== DOCUMENT PASSAGE ==
IBM's Watson Gets A 'Swear Filter' After Learning The Urban Dictionary
Watson, the name for IBM's supercomputer best known for crushing '"Jeopardy!" contestants at their own game, briefly went from "smart" to "smart ass" with the help of the Urban Dictionary.
According to Eric Brown, an IBM research assistant and the "brains" behind Watson, he and his 35-person team wanted to get IBM's supercomputer to sound more like a real human. In Brown's mind, what better way to learn the intricacies of informal human communication and conversation than having Watson memorize the Urban Dictionary?
The Urban Dictionary, for those who don't know, is comprised of submissions from everyday people and regulated by volunteer editors, who are given an extremely small set of rules to maintain quality control.

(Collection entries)
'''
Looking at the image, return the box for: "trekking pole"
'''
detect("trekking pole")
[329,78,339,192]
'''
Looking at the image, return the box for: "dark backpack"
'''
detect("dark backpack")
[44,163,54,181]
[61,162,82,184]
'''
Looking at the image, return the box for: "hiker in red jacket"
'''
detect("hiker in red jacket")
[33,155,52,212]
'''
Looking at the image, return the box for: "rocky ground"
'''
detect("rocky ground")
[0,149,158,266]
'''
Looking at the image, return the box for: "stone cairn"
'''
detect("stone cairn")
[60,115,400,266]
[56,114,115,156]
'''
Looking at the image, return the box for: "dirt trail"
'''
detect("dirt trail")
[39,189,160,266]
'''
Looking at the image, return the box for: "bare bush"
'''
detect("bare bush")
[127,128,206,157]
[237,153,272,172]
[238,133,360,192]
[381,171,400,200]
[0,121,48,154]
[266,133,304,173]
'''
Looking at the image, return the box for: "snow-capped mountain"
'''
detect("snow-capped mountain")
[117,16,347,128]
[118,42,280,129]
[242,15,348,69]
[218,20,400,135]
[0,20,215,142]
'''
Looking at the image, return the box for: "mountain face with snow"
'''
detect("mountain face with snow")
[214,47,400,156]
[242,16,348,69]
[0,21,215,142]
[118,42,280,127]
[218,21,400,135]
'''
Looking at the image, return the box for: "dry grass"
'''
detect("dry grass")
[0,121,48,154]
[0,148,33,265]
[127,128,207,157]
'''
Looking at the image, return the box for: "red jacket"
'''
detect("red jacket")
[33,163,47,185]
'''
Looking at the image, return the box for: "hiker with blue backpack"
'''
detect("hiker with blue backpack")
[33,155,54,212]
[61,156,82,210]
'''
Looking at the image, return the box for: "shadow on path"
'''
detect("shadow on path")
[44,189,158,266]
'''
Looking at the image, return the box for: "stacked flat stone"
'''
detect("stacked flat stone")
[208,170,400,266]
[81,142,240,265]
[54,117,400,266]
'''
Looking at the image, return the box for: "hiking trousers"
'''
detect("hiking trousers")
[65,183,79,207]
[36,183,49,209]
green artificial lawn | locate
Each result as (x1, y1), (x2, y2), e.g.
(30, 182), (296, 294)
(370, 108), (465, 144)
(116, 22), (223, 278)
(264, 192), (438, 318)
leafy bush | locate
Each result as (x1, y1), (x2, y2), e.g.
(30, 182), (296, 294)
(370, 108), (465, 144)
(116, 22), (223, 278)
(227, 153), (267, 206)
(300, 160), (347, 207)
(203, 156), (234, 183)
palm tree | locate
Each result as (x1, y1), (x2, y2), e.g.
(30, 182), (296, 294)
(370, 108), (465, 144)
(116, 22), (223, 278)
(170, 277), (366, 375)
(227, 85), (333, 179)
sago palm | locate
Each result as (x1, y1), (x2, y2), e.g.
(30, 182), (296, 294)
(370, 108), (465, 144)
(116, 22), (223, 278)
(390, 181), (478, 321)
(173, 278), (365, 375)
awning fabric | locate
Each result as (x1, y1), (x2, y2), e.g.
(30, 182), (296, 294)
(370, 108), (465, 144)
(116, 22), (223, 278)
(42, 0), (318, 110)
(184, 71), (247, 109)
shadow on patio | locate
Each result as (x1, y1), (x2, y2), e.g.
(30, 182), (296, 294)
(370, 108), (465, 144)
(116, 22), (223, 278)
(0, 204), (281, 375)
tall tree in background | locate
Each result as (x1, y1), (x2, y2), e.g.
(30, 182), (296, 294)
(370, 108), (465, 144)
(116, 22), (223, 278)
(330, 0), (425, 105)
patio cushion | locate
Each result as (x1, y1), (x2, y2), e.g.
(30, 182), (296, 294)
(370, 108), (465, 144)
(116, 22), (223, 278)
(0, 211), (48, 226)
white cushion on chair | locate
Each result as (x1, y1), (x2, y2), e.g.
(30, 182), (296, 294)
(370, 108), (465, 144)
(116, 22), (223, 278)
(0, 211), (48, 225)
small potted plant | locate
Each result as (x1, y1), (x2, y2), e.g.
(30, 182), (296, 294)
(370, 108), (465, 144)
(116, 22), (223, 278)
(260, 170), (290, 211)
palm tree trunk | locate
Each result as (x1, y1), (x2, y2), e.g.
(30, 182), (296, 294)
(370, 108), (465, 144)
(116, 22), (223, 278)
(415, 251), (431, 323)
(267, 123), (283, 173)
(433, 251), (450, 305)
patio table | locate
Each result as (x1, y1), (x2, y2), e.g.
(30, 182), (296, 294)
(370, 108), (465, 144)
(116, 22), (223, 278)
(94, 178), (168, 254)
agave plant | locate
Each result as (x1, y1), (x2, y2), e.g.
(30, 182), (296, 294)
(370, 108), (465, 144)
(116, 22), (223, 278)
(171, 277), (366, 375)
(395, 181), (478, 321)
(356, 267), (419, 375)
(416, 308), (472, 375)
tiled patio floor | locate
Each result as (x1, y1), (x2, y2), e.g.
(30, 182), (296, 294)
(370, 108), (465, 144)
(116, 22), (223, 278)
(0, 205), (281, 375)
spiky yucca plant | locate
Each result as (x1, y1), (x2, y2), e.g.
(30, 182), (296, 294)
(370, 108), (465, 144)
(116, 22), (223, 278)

== ACTIVITY 1 ==
Repeat the Watson article word for word, everything from "IBM's Watson Gets" down to "the Urban Dictionary.".
== ACTIVITY 2 ==
Using the Watson article, decide whether each statement agrees with it, and answer yes or no with the deciding words quoted: (a) Eric Brown worked with a team of 35 people. (b) Urban Dictionary's volunteer editors follow a long, detailed set of rules. (c) Brown's team wanted Watson to sound more like a real human.

== RESULT 1 ==
IBM's Watson Gets A 'Swear Filter' After Learning The Urban Dictionary
Watson, the name for IBM's supercomputer best known for crushing '"Jeopardy!" contestants at their own game, briefly went from "smart" to "smart ass" with the help of the Urban Dictionary.

== RESULT 2 ==
(a) Yes: "he and his 35-person team"
(b) No: "an extremely small set of rules"
(c) Yes: "wanted to get IBM's supercomputer to sound more like a real human"